Task goal → Return the line containing "locate office tower -- one point per instance" and every line after it through the end of the entries below, with no other lines.

***** Provided data

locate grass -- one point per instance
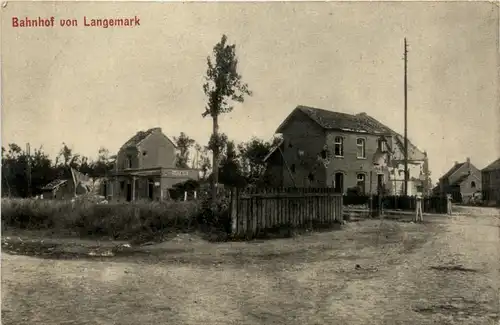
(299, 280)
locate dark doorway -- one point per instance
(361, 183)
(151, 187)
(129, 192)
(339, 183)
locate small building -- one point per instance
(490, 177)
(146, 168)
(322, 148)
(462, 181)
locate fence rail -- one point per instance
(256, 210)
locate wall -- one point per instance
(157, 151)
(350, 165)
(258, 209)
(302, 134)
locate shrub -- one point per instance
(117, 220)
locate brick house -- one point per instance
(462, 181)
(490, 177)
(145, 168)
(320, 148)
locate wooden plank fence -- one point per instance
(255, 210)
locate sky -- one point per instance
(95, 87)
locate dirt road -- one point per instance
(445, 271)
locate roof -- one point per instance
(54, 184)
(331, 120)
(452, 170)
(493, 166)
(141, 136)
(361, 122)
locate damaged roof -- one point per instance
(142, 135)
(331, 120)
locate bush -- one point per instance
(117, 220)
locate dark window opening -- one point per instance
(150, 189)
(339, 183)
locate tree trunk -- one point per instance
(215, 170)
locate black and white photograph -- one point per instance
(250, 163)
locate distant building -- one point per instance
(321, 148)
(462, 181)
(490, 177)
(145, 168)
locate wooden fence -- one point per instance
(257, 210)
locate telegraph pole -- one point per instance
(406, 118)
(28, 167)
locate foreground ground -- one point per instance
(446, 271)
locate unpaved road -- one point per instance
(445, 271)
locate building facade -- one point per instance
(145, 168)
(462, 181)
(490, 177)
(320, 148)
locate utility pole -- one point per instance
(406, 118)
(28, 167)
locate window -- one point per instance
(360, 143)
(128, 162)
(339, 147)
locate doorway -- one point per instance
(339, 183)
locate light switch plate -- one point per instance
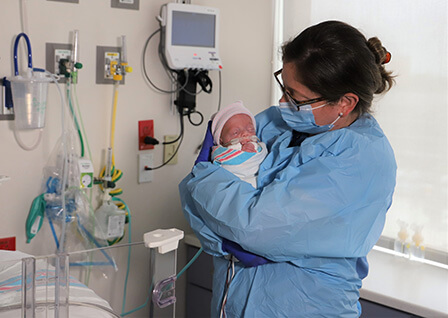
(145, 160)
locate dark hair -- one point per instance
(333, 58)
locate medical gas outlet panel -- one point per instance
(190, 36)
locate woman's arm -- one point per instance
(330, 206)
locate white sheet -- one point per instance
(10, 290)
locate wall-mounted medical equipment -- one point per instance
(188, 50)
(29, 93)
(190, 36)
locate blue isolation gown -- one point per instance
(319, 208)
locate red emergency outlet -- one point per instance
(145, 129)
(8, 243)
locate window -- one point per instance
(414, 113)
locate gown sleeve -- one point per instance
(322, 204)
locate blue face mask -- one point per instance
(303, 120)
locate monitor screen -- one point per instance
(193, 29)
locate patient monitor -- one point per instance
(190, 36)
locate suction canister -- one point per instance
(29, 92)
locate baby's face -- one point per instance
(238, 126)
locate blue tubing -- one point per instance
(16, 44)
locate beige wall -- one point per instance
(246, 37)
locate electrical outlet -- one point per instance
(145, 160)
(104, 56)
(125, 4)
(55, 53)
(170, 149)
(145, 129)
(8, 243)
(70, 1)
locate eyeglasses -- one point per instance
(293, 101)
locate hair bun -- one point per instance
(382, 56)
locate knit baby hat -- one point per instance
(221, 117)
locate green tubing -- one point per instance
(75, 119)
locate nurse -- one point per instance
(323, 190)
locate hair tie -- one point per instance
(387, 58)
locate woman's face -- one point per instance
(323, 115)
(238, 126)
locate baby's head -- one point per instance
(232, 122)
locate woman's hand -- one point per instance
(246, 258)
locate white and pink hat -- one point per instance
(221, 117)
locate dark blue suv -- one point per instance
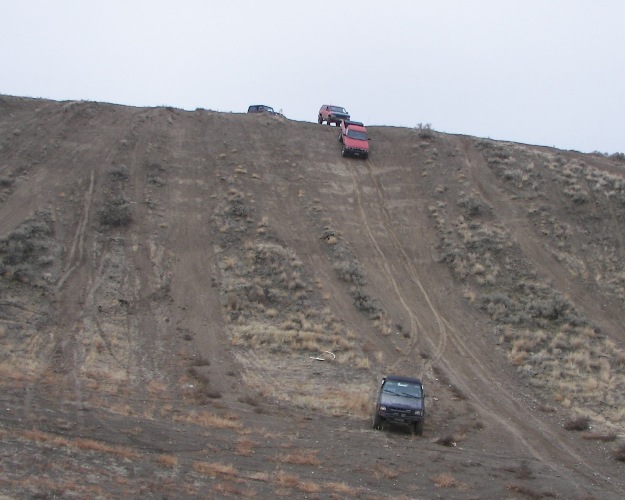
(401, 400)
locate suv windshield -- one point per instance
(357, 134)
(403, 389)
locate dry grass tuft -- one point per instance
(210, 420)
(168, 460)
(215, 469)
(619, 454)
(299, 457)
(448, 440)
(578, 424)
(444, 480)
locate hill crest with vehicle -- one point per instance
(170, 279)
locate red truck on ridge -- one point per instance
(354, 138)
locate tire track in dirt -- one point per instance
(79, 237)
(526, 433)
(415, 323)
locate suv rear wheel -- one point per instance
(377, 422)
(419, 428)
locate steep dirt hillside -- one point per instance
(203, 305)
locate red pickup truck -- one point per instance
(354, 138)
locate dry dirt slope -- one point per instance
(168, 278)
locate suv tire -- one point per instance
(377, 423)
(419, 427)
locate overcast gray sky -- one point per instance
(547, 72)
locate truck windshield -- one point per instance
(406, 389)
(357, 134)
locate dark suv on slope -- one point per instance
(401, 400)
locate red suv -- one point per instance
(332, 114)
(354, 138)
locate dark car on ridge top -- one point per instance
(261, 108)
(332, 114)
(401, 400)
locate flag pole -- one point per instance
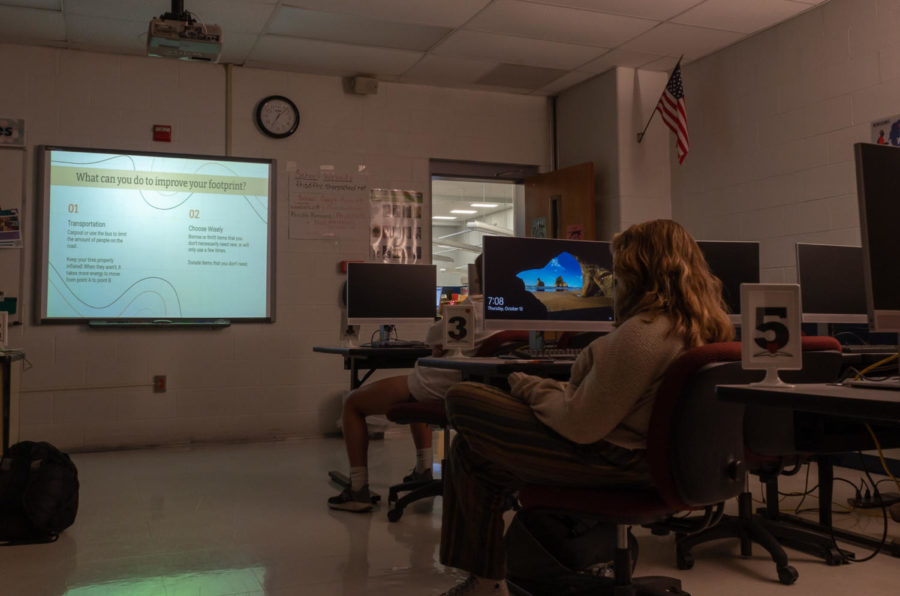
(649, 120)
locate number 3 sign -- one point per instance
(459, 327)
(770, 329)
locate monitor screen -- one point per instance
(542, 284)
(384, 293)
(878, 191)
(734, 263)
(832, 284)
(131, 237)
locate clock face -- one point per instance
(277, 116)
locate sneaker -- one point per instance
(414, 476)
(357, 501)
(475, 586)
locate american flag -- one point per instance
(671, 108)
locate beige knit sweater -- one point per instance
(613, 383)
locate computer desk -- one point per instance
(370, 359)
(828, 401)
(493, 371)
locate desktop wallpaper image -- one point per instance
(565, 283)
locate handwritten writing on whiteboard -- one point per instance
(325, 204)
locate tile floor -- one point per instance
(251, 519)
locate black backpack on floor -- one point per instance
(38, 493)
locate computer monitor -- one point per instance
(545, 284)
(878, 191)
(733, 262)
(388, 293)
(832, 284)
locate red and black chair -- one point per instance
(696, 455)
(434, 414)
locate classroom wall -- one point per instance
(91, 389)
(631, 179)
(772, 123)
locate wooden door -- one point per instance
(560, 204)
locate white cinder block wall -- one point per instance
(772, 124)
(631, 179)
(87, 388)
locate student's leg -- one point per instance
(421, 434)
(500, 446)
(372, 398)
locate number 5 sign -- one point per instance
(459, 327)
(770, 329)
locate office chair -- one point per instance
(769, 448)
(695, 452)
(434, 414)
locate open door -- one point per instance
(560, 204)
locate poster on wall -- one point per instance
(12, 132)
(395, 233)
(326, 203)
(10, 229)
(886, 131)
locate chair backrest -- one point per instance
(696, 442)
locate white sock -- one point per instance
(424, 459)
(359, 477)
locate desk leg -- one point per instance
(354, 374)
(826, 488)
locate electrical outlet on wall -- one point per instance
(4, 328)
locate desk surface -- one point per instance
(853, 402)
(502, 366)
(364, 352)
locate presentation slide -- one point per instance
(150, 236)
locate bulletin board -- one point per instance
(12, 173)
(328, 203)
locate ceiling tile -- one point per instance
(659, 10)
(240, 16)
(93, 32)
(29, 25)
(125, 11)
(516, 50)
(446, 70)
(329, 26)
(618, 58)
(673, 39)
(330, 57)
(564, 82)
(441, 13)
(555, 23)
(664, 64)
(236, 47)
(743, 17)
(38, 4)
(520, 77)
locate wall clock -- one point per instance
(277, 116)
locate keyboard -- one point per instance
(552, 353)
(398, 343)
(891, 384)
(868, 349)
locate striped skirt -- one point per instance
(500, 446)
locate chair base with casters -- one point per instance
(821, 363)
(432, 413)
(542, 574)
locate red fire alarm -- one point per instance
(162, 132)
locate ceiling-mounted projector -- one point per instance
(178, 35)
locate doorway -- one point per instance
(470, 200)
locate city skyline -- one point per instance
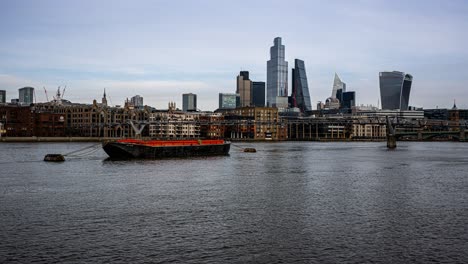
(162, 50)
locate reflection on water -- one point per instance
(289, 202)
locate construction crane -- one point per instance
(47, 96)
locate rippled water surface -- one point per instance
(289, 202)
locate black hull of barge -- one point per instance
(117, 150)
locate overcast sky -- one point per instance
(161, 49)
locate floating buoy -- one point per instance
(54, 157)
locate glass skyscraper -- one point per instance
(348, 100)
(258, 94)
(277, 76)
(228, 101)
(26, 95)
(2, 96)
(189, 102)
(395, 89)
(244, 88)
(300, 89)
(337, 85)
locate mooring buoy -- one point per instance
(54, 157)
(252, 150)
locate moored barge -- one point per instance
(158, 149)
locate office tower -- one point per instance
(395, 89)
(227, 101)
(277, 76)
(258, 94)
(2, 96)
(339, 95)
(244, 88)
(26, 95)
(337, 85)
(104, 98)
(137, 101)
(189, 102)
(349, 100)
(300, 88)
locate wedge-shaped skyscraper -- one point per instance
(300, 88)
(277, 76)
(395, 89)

**********

Response below →
locate office tower -- one point per instance
(395, 89)
(227, 101)
(277, 76)
(258, 94)
(2, 96)
(339, 95)
(244, 88)
(26, 95)
(337, 85)
(104, 98)
(137, 101)
(189, 102)
(349, 100)
(300, 88)
locate wedge-shaped skyscraper -- one point per instance
(300, 88)
(277, 76)
(395, 89)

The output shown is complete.